*** Data shown Section Begins ***

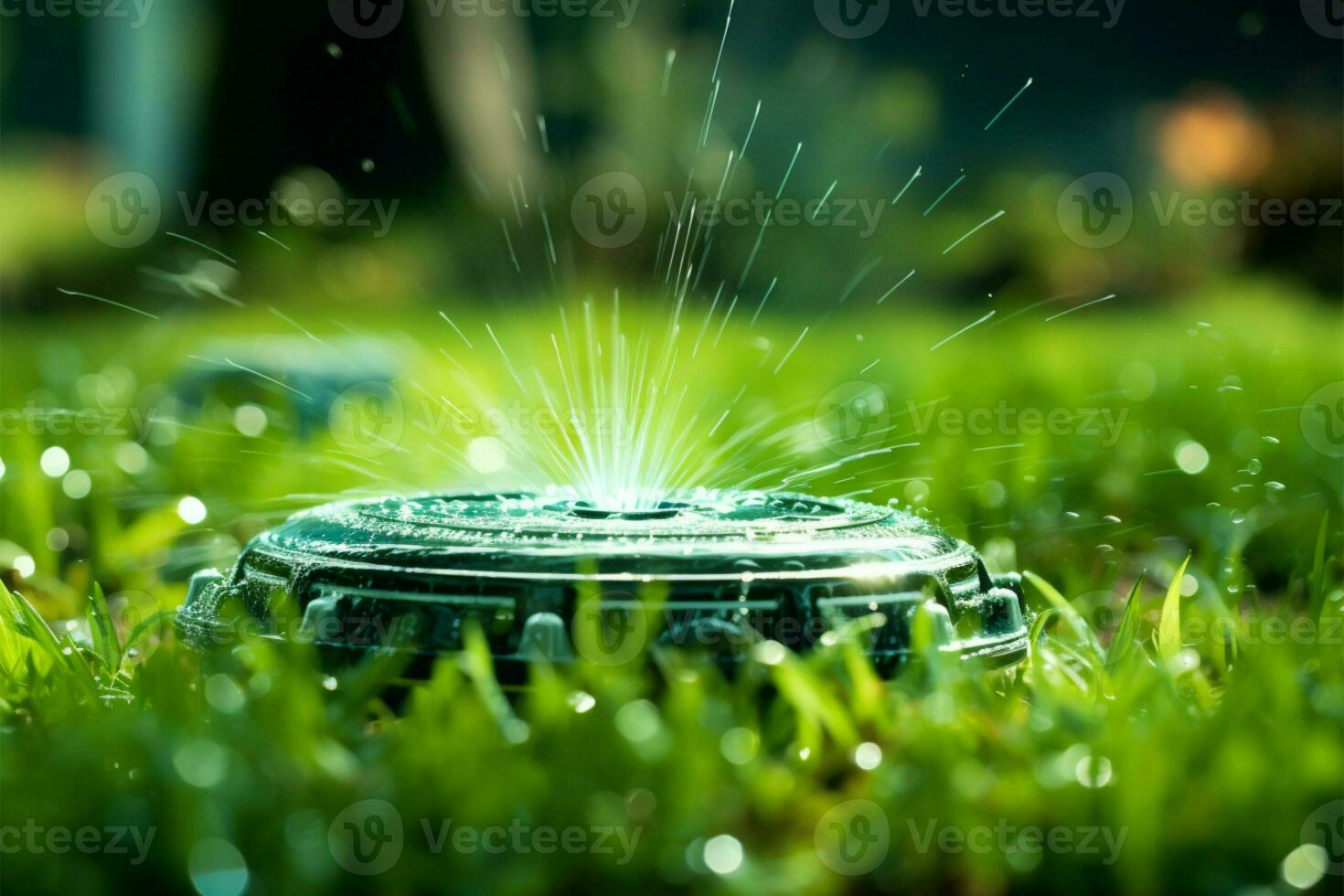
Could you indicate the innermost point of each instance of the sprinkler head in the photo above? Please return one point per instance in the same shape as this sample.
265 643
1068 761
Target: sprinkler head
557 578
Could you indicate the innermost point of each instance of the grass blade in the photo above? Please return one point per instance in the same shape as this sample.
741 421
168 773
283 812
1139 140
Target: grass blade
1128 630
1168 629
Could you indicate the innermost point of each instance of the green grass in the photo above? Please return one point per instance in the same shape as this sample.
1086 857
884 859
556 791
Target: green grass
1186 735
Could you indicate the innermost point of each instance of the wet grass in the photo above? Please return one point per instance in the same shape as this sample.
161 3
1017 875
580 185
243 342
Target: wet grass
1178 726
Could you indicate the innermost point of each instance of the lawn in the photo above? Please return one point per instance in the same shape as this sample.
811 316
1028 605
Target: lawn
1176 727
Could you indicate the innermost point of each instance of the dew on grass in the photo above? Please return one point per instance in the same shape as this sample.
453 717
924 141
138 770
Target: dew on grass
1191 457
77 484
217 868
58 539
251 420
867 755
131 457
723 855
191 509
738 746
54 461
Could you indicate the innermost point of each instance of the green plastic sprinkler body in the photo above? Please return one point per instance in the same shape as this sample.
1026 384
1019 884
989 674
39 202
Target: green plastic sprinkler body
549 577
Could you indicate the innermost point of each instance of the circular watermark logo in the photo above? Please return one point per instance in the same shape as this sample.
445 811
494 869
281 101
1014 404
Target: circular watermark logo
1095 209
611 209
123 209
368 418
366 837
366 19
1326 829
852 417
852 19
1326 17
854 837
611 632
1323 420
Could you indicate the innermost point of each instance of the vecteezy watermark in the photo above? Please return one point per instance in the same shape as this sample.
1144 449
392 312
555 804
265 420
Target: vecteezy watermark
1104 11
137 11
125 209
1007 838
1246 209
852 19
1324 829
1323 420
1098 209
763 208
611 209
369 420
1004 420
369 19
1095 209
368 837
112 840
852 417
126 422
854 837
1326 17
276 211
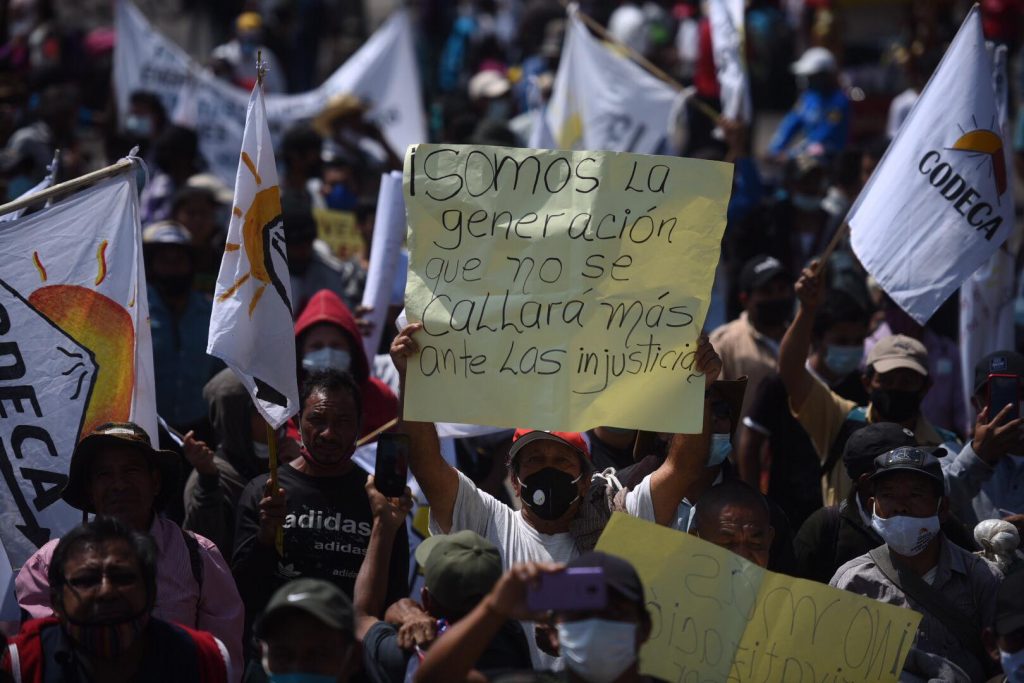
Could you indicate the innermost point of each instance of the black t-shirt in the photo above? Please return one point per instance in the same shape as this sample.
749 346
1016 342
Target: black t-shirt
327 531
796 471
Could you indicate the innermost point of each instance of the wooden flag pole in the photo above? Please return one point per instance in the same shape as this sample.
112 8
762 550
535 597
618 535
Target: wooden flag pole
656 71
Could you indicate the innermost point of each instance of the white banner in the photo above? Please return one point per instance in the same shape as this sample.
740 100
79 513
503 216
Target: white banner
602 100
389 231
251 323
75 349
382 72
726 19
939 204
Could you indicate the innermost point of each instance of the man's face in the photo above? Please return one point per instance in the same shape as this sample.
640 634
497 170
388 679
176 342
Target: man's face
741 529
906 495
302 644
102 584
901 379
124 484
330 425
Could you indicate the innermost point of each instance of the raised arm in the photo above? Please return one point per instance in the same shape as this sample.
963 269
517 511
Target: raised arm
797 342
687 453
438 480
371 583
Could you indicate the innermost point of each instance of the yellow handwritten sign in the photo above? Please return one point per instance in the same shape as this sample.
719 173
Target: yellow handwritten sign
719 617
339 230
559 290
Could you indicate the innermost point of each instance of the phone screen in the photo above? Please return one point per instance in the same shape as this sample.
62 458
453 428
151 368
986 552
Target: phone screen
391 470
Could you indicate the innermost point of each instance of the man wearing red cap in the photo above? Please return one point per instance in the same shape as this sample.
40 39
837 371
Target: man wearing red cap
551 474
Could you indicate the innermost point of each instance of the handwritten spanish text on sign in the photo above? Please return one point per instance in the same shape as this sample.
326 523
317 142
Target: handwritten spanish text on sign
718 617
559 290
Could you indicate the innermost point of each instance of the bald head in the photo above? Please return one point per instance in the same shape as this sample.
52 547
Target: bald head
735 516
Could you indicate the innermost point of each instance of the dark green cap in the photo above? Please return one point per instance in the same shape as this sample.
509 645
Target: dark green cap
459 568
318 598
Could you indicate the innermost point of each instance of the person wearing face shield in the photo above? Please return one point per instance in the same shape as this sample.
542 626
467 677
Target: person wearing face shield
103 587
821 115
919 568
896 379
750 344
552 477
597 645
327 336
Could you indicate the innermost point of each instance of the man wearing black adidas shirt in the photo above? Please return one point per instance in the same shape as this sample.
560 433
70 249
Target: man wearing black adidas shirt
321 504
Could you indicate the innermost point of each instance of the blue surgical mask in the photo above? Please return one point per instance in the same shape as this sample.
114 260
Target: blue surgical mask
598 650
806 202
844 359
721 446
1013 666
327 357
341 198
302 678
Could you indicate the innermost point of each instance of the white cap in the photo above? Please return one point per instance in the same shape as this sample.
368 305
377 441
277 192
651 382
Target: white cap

*** Data shown Section Ends ***

__Your objective__:
Return the material as it stands. Leave out the pictures.

__Task output__:
Could you indicate the innermost point of each instance of the sprinkler head in the photo above? Please return one point per instance in the same shape as this sample.
265 643
1068 761
Target: sprinkler head
557 578
Could you indicate the innermost point of each instance of the grass blade in the photo above? Please return one point per instance in the same shape as this sample.
741 421
168 773
283 812
1139 140
Target: grass blade
1128 630
1168 629
Could you indicate the innermost point of each instance of the green grass in the photo above? Please return one point per instance in the same shape as this sample.
1086 857
884 859
556 791
Target: green grass
1186 735
Could you indicate the innermost point of each instance of the wet grass in the photo above? Please return one point per instance in the same shape as this sample.
161 3
1017 875
580 185
243 342
Target: wet grass
1178 726
Could you indicate the innermost point of each instance of the lawn in the photo above? Please return one point per instance in the same shape as this sample.
811 316
1028 605
Target: lawn
1176 727
Could you indicate the innermost point of each instance of the dew on grass in the photo above? Please return one point per instance in the same shape as this sample.
453 717
924 141
138 770
Target: dew on grass
1191 457
77 484
217 868
58 539
251 420
867 755
131 457
723 855
191 509
738 746
54 461
Could you indicate the innermost point of each instance of the green plastic sprinkler body in the photo above? Please return one point per instance in the same shape as this sample.
1026 384
1019 884
989 674
39 202
Target: green plastic sprinkler body
549 577
Could you indicate the innermost point of each instance of the circular watermark logo in the photo above? Please return one point per instance in the same shape as this sample.
445 811
494 869
281 101
1014 404
Target: circular watermark logo
1095 209
611 209
123 209
368 418
366 837
366 19
1326 829
852 417
852 19
1326 17
854 837
611 632
1323 420
Could you indicate the innermost point of each instance of the vecteezy watermark in the photo above? Please return one point per instance in the same shape as this sample.
1144 449
392 312
555 804
265 420
Target: vecteezy watermark
1104 11
137 11
125 209
1007 838
1246 209
852 19
1324 829
1323 420
1098 209
763 208
611 209
369 420
1004 420
369 19
1095 209
368 837
112 840
852 417
126 422
854 837
1326 17
276 211
Could you indicate the innermost point of each instance of the black t-shirt in the photo above? Please return one point per instance in the same shape as this sample.
749 346
1016 342
Target: black t-shirt
327 531
796 471
Could you indicate the innermost point of each instance of the wooden flag pole in the photo above? Please return one point per instance in the same shape as this sample.
112 8
762 550
535 597
618 535
Target: wooden flag pole
656 71
Could you indicate the innermost point of each instance of the white banner in the photo above? Please return one point per instance in the same shape as this sample.
740 100
79 513
503 216
Target: white banner
602 100
389 231
251 323
75 349
382 72
726 19
939 204
Could you indicate the innermost point of each instance of the man's face in the photo above? Please return one point per instance in the same shape as this sample.
640 634
497 170
388 679
176 342
Target: man's face
741 529
906 495
302 644
102 584
901 379
124 484
330 425
Could you indicate the innermost point of each instance of the raised arm in the photo above? Please return one point per instance in the same shape as this sample.
963 269
517 511
Target: raised arm
797 342
687 453
438 480
371 583
Could you indicate the innermost point of each instance of the yellow handwritten sign in the photo above? Please return one point per instance in the same shape as this sample.
719 173
Target: yellow handwritten sign
719 617
339 230
559 290
Could you indicate the innermost point of each instance of the phone screen in the photo above? Please return one point per instance in the same shape as this sample.
62 458
453 428
151 368
986 552
Target: phone screen
391 470
Could you indicate the innermost point of each instance of the man wearing red cap in the photo above? Please return one point per instance in the same shape as this sample.
40 39
837 371
Target: man wearing red cap
551 474
Could you indicate the innermost point of each instance of the handwritten spanish text on sign in the photo above? Please return one point per instance in the same shape as this sample.
326 523
317 142
Target: handwritten spanish text on sign
718 617
559 290
Could you indicate the innermost point of each instance of the bald head in the photo above? Please return one point per instance in the same shape as this sample.
52 547
Target: bald head
735 516
Could you indicate the innermost point of each instance of the dark green cap in the photo above? Please return one point per instance in the same shape as this sample.
509 645
Target: dark green cap
459 568
318 598
Could you indicate the innermost point of each instance of the person wearing face shield in the photo above? Please return one point per instance in the same shape as this sample.
542 626
467 677
Target: person wearing face shield
103 587
821 115
919 568
896 379
750 344
552 477
597 645
327 336
Could you indicate the innermost point of each instance of the man wearing black adidas shirt in the photo above? Please return one point per instance in the same shape as this sample.
560 433
70 249
Target: man wearing black adidas shirt
321 504
Could you indicate the innermost point of each instance of the blue surgical mask in the photo above? Please return one point per instance in the same shape as this sample.
114 260
Target: blue surgical mask
598 650
806 202
844 359
721 446
1013 666
327 357
341 198
302 678
Could you indicate the innermost point of each instance of the white cap in the photo above? Please return one point per instance in the same shape as this sample.
368 305
377 441
277 192
651 382
Target: white cap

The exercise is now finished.